[Instruction] Render the lines below as a numbered list, skipping blank lines. Begin at the line that contains "like [[1306, 188]]." and stop after the line that contains "[[359, 811], [597, 845], [401, 839], [565, 874], [588, 770]]".

[Dataset excerpts]
※

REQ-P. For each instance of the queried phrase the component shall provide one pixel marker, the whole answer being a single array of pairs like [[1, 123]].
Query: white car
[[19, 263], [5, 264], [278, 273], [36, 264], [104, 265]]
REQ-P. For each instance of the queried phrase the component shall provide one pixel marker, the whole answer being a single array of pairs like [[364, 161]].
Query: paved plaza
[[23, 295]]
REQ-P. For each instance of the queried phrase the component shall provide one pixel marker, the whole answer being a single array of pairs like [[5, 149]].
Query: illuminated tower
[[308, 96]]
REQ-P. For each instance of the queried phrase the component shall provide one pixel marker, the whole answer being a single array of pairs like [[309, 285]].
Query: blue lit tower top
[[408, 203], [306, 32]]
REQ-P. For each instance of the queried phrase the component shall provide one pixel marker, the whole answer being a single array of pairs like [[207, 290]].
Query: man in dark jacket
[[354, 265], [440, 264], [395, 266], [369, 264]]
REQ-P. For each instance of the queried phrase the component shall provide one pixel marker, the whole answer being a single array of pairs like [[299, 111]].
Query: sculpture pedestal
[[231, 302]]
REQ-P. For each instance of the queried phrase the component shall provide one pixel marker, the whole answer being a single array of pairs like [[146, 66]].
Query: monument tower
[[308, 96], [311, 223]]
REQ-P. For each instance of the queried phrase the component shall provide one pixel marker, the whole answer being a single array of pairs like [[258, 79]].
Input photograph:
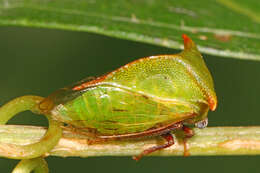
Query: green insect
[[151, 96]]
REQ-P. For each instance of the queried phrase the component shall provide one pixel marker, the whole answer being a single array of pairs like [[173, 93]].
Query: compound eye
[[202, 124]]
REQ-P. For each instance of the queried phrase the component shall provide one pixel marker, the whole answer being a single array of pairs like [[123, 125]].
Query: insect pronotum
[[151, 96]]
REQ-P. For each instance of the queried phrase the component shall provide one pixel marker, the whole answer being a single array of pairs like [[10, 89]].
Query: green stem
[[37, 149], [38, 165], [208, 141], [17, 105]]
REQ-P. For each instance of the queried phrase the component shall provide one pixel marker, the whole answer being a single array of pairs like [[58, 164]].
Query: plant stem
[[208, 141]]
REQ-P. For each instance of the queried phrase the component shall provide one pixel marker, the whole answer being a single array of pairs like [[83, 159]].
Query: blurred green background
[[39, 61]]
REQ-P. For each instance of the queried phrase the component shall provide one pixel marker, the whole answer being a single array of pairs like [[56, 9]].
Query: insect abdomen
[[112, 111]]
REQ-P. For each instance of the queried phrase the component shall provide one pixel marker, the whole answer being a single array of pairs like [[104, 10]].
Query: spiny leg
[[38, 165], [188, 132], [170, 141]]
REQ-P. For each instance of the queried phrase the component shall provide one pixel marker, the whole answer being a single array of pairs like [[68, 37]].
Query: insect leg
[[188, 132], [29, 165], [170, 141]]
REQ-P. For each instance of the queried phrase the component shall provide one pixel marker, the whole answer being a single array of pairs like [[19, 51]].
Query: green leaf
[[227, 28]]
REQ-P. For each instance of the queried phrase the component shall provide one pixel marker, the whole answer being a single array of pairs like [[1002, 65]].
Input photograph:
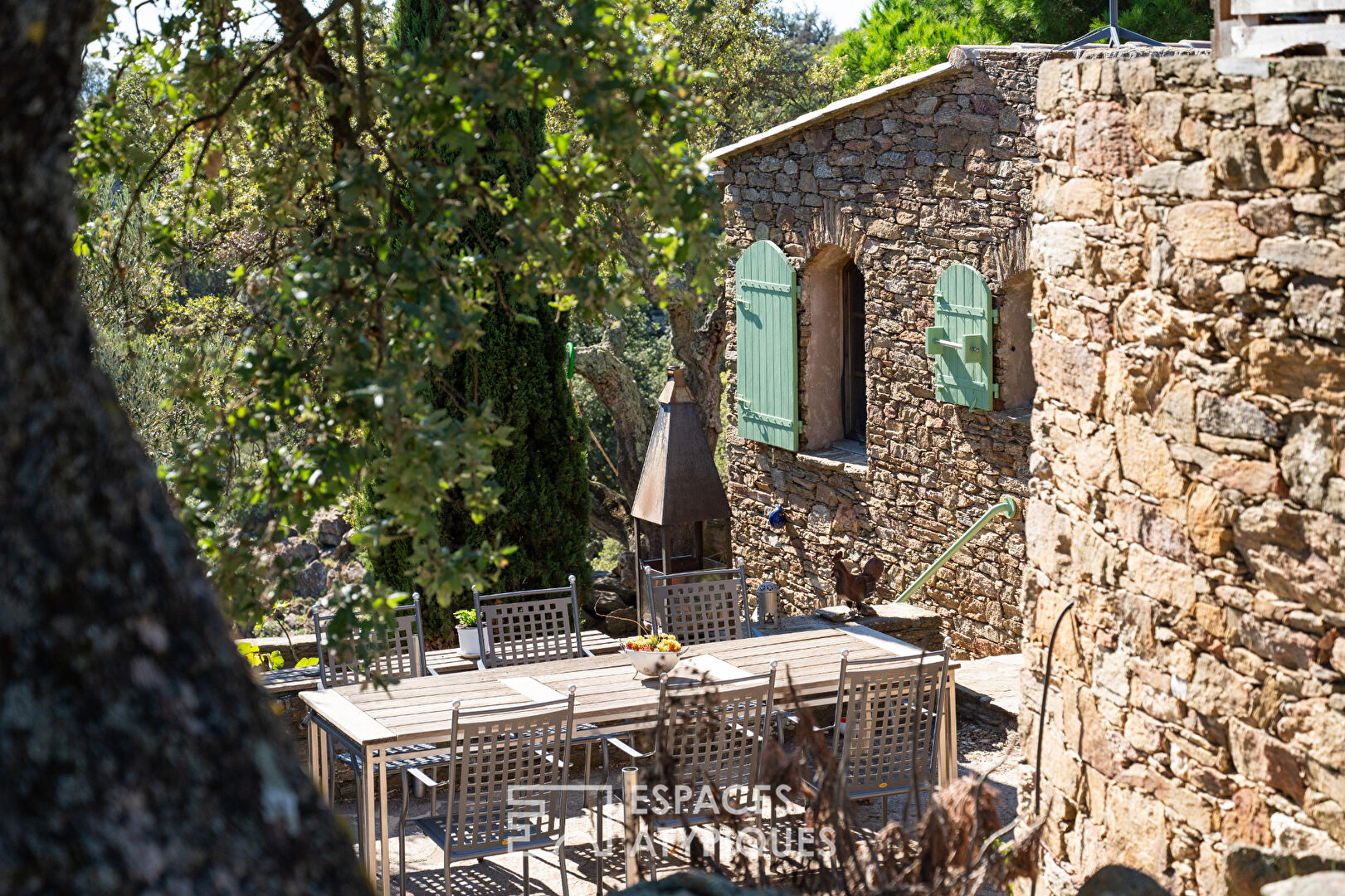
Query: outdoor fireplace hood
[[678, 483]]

※

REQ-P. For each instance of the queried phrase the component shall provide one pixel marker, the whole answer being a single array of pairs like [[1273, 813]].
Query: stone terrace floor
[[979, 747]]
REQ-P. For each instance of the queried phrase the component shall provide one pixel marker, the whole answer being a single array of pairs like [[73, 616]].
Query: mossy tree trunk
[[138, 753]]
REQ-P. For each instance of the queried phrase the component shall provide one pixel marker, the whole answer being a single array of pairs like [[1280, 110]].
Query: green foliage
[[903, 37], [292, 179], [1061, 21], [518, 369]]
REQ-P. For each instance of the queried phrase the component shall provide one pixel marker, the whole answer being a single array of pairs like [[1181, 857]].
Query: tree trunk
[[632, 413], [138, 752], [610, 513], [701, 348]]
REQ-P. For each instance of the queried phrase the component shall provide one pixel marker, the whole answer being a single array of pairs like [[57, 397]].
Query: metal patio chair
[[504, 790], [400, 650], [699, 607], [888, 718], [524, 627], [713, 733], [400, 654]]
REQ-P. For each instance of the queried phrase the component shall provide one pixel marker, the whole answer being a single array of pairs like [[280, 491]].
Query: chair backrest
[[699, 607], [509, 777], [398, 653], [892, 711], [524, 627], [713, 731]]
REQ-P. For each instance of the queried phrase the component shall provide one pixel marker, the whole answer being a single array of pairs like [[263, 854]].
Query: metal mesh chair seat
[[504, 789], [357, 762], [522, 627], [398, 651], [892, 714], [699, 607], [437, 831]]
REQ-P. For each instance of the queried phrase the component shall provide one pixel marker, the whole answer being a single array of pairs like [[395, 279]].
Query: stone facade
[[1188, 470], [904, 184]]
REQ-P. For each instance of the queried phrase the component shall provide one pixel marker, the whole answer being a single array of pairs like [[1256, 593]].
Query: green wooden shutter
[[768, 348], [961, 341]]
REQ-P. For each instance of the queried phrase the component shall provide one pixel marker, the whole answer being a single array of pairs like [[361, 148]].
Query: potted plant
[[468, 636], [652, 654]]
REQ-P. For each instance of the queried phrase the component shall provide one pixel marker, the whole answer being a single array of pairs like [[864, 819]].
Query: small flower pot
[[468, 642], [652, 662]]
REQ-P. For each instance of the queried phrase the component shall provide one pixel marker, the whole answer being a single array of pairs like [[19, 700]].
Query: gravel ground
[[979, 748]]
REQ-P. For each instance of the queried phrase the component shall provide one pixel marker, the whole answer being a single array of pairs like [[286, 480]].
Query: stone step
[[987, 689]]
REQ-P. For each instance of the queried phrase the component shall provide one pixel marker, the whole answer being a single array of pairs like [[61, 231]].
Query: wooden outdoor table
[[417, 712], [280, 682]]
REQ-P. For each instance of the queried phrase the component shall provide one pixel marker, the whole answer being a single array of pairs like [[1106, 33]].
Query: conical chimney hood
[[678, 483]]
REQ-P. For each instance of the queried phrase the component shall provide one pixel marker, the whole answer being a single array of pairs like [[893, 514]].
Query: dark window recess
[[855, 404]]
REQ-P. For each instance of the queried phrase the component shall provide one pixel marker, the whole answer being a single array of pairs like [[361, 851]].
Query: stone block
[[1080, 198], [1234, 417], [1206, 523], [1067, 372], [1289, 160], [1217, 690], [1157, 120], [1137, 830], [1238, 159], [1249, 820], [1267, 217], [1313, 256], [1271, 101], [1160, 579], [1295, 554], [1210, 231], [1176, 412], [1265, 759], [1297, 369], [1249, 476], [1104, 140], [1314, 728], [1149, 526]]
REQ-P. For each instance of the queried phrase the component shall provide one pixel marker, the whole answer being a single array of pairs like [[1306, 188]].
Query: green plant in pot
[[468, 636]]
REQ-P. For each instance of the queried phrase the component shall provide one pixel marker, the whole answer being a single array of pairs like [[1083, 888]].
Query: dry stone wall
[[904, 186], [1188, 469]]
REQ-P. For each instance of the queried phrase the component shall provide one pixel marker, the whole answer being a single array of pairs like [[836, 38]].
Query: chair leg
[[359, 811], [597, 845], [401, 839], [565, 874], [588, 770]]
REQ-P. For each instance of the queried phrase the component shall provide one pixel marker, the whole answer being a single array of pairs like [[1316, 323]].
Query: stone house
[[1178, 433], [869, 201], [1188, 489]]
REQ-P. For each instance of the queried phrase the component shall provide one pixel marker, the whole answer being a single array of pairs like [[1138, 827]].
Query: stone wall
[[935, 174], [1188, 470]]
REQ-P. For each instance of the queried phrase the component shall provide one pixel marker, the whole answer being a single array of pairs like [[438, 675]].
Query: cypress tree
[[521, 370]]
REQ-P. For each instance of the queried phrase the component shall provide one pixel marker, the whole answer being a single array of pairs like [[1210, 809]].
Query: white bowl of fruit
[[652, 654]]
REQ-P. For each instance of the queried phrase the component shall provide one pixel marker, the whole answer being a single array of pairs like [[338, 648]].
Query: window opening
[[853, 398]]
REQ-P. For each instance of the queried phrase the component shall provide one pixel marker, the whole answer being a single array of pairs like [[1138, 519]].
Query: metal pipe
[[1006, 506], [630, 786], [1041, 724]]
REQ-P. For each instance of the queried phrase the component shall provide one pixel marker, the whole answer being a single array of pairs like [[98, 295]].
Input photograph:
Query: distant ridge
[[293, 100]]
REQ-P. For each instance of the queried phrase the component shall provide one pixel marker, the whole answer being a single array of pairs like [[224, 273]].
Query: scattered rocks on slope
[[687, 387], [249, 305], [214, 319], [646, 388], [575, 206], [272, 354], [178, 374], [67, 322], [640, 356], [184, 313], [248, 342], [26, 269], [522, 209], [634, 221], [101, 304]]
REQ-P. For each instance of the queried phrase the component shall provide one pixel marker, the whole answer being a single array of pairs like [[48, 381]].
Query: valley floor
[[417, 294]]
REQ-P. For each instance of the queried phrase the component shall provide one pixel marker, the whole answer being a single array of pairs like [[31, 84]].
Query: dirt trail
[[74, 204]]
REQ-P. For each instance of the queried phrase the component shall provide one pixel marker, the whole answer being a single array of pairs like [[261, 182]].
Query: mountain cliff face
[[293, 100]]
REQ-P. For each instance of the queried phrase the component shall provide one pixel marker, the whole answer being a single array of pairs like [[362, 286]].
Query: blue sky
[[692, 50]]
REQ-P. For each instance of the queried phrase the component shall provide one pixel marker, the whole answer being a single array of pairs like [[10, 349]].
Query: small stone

※

[Exercise output]
1. REQ-P. For each instance of the queried phrase the component shall provide one pixel marker, the whole answer being a single array of pairs like [[1306, 188]].
2. Query: green plant in pot
3. [[468, 636]]
4. REQ-P. For each instance of the queried phrase the component shall provide one pixel marker, the whole answer being a single array of pairs like [[1083, 888]].
5. Query: dry stone wall
6. [[904, 186], [1188, 469]]
7. REQ-P. For each instance of the queried phrase the component shall provide one pixel marker, the whole answer being a single array of pairs like [[836, 38]].
8. Query: chair leg
9. [[359, 811], [597, 845], [401, 839], [565, 874], [588, 770]]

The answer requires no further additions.